(TASK DESCRIPTION): Extract every line of the material below and reproduce it faithfully.

(GIVEN RECORDS):
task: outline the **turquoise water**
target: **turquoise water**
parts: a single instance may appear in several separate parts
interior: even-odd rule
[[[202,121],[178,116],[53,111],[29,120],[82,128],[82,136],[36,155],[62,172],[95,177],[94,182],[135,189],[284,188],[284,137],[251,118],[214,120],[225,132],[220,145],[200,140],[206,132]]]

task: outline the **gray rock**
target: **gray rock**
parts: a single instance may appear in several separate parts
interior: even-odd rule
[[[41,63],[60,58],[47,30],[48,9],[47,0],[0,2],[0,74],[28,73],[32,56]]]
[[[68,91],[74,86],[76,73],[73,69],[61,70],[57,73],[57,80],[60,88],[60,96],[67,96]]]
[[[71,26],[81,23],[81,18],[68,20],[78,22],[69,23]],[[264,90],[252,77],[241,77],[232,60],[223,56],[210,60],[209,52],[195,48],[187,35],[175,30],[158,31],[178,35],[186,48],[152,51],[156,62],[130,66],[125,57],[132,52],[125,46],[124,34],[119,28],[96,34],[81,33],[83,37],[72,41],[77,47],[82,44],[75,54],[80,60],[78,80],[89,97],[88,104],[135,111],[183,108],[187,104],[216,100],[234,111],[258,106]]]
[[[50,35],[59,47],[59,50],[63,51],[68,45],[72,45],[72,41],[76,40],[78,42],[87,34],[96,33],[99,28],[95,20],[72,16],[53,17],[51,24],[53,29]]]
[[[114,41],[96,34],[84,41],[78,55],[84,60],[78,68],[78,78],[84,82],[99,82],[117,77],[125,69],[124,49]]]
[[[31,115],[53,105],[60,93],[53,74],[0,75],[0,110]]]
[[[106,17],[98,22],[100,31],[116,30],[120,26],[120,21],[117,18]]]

(ANSWER SPACE):
task: outline the **turquoise water**
target: **turquoise water**
parts: a single instance may appear in several separate parts
interior: even-odd rule
[[[202,121],[178,116],[53,111],[29,120],[82,128],[82,136],[36,155],[62,172],[95,177],[94,182],[135,189],[284,188],[284,137],[251,118],[214,120],[225,132],[220,145],[200,140],[206,132]]]

task: outline the **gray rock**
target: **gray rock**
parts: a single instance may appear in several separate parts
interior: even-odd rule
[[[41,63],[60,58],[47,30],[48,9],[47,0],[0,2],[0,74],[28,73],[32,56]]]
[[[68,91],[74,86],[76,73],[73,69],[61,70],[57,73],[57,80],[60,88],[60,96],[67,96]]]
[[[71,26],[81,23],[81,18],[68,20],[78,22],[69,23]],[[264,90],[252,77],[241,77],[232,60],[223,56],[210,60],[209,52],[195,48],[187,35],[175,30],[158,31],[178,35],[186,48],[152,51],[156,62],[130,66],[125,57],[132,52],[125,46],[124,34],[119,28],[96,34],[81,33],[83,37],[72,41],[77,47],[82,44],[75,54],[80,60],[78,80],[89,97],[88,104],[135,111],[183,108],[187,104],[216,100],[234,111],[258,106]]]
[[[50,35],[59,47],[59,50],[63,51],[68,45],[72,45],[72,41],[76,40],[78,42],[87,34],[96,33],[99,28],[95,20],[72,16],[53,17],[51,24],[53,29]]]
[[[114,41],[96,34],[84,41],[78,55],[84,60],[78,68],[78,78],[84,82],[99,82],[117,77],[125,69],[124,49]]]
[[[31,115],[53,105],[60,93],[53,74],[0,75],[0,110]]]
[[[106,17],[98,22],[100,31],[116,30],[120,26],[120,21],[117,18]]]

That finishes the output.